Point annotation dataset records:
######
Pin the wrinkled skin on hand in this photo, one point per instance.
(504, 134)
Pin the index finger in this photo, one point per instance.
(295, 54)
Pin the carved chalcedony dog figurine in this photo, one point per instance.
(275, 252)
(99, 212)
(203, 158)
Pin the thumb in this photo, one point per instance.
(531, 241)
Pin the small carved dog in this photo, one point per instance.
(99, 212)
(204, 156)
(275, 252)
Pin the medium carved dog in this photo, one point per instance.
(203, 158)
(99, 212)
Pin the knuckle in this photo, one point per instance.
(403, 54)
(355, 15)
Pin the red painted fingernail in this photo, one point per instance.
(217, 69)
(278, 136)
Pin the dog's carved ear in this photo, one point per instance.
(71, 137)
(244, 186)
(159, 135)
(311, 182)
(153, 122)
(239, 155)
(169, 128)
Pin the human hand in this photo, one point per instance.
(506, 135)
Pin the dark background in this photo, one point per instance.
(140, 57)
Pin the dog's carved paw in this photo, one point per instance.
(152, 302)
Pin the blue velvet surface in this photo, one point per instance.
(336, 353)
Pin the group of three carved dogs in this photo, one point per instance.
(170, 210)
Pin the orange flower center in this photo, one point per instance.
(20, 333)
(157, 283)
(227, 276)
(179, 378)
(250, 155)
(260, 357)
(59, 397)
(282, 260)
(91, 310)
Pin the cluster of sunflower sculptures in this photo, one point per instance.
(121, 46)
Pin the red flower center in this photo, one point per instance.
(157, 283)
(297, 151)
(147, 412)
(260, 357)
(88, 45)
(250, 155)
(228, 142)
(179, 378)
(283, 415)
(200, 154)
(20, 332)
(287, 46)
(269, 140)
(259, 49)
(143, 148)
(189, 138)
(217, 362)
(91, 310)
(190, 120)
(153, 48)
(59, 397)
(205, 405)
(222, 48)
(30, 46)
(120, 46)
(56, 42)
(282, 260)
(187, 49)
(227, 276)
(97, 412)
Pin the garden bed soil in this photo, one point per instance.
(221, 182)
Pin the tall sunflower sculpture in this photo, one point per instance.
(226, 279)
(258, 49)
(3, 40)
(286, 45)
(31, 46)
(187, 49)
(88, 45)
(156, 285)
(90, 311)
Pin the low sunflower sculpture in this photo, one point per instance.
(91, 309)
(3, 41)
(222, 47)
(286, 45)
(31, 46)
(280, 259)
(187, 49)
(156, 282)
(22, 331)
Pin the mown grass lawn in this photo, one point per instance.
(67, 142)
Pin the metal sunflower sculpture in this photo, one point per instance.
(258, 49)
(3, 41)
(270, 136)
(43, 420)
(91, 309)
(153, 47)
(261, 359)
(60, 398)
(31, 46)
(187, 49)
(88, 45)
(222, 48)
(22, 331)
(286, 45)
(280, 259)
######
Task description. Reproduce the entries above in full, verbatim.

Solution.
Pin the wrinkled skin on hand in this photo, one point per instance.
(504, 134)
Pin the index finger in this photo, one point per instance.
(295, 54)
Pin the carved chalcedony dog figurine in this photo, one point per instance.
(275, 252)
(99, 212)
(203, 158)
Pin the thumb in this photo, one point per instance.
(531, 241)
Pin the small carved dog in this photo, one point per instance.
(99, 212)
(204, 156)
(275, 252)
Pin the medium carved dog in this photo, one point per instance.
(203, 158)
(99, 212)
Pin the knuckle in this photo, one point per instance.
(403, 54)
(355, 15)
Pin the red painted fingernail in this photo, one point per instance.
(217, 69)
(278, 136)
Pin the dog's carved ear in this photo, one point per instance.
(71, 137)
(244, 186)
(159, 135)
(311, 182)
(153, 122)
(239, 155)
(169, 128)
Pin the human hand in this photo, one point per instance.
(506, 135)
Pin the dark background in this photo, one point per instance.
(140, 57)
Pin the dog's carved paw in this photo, one point per instance.
(152, 302)
Pin the blue velvet surface in this photo, one point per instance.
(336, 353)
Pin the group of three carved dogs in this photo, one point per instance.
(170, 210)
Pin the orange flower center in this photo, one point per instance.
(20, 333)
(157, 283)
(227, 276)
(179, 378)
(250, 155)
(260, 357)
(59, 397)
(282, 260)
(91, 310)
Pin the cluster of sunflower sculptures in this photo, one point per instance.
(121, 46)
Pin the red flower center in this photo, one point per instance.
(157, 283)
(297, 151)
(147, 412)
(260, 357)
(88, 45)
(250, 155)
(228, 142)
(179, 378)
(283, 415)
(200, 154)
(20, 332)
(287, 46)
(269, 140)
(259, 49)
(143, 148)
(189, 138)
(217, 362)
(91, 310)
(190, 120)
(153, 48)
(59, 397)
(205, 405)
(222, 48)
(30, 46)
(120, 46)
(56, 42)
(282, 260)
(187, 49)
(227, 276)
(97, 412)
Pin the garden bed soil in this photo, one point per instance.
(221, 182)
Pin the tall sunflower sculpture in this photo, one point per instance.
(226, 279)
(258, 49)
(3, 40)
(286, 45)
(31, 46)
(187, 49)
(88, 45)
(156, 285)
(90, 311)
Pin the low sunflower sculpture in this photo, one point per instance.
(91, 309)
(3, 41)
(222, 47)
(286, 45)
(31, 46)
(280, 259)
(187, 49)
(156, 282)
(22, 331)
Pin the mown grass lawn in this photo, one point per instance.
(67, 142)
Pin the metal sunflower sculpture in this photo, one point per instance.
(258, 49)
(3, 41)
(270, 136)
(43, 420)
(91, 309)
(153, 47)
(261, 359)
(60, 398)
(31, 46)
(187, 49)
(88, 45)
(222, 48)
(22, 331)
(286, 45)
(280, 259)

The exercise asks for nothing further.